Supplied records –
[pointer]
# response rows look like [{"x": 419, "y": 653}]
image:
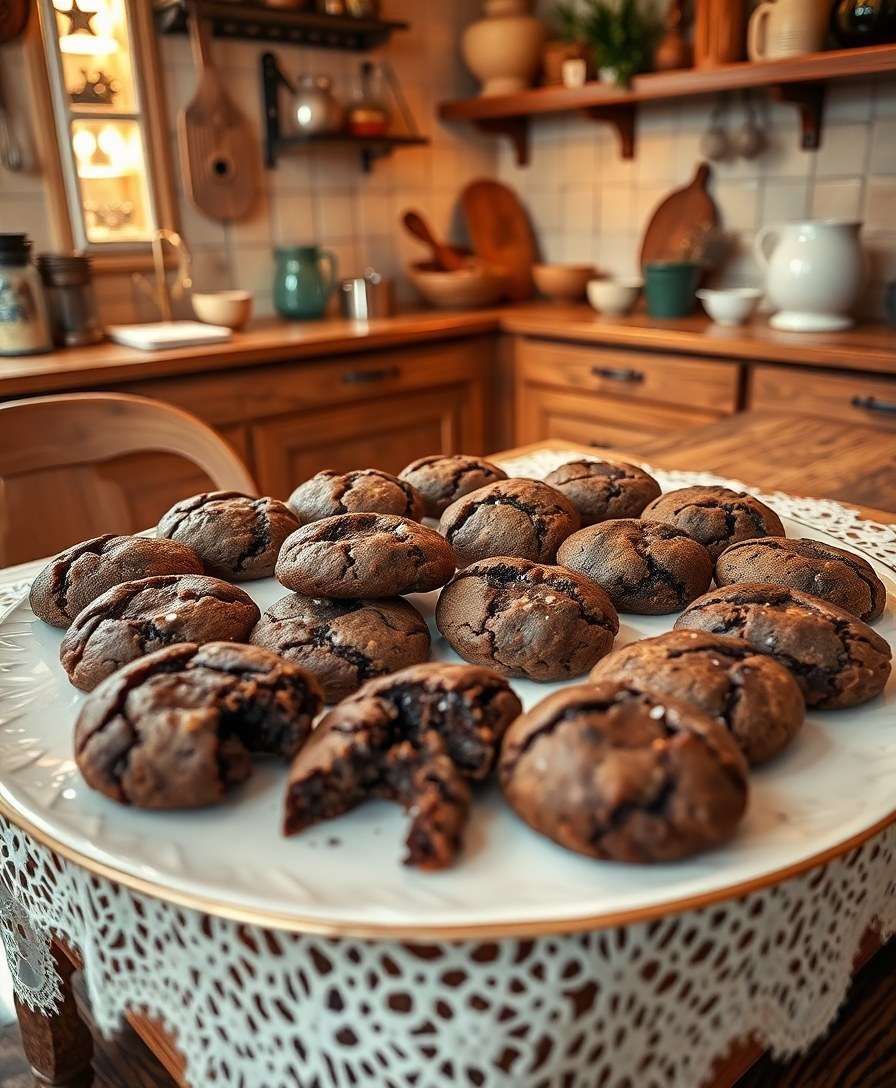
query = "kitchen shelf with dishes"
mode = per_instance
[
  {"x": 800, "y": 81},
  {"x": 288, "y": 26}
]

Your task – Lay out every line of the entries above as a Markdown table with the columns Row and Line, numbering the rows and skipping blank lines. Leave the pictures out.

Exercise output –
| Row | Line |
|---|---|
| 1 | [pointer] |
| 2 | # response rows look like [{"x": 419, "y": 653}] |
| 3 | image: |
| 4 | query = "kitchen shelf with dishes" |
| 5 | mode = per_instance |
| 6 | [ |
| 7 |   {"x": 800, "y": 81}, |
| 8 |   {"x": 288, "y": 26} |
| 9 | ] |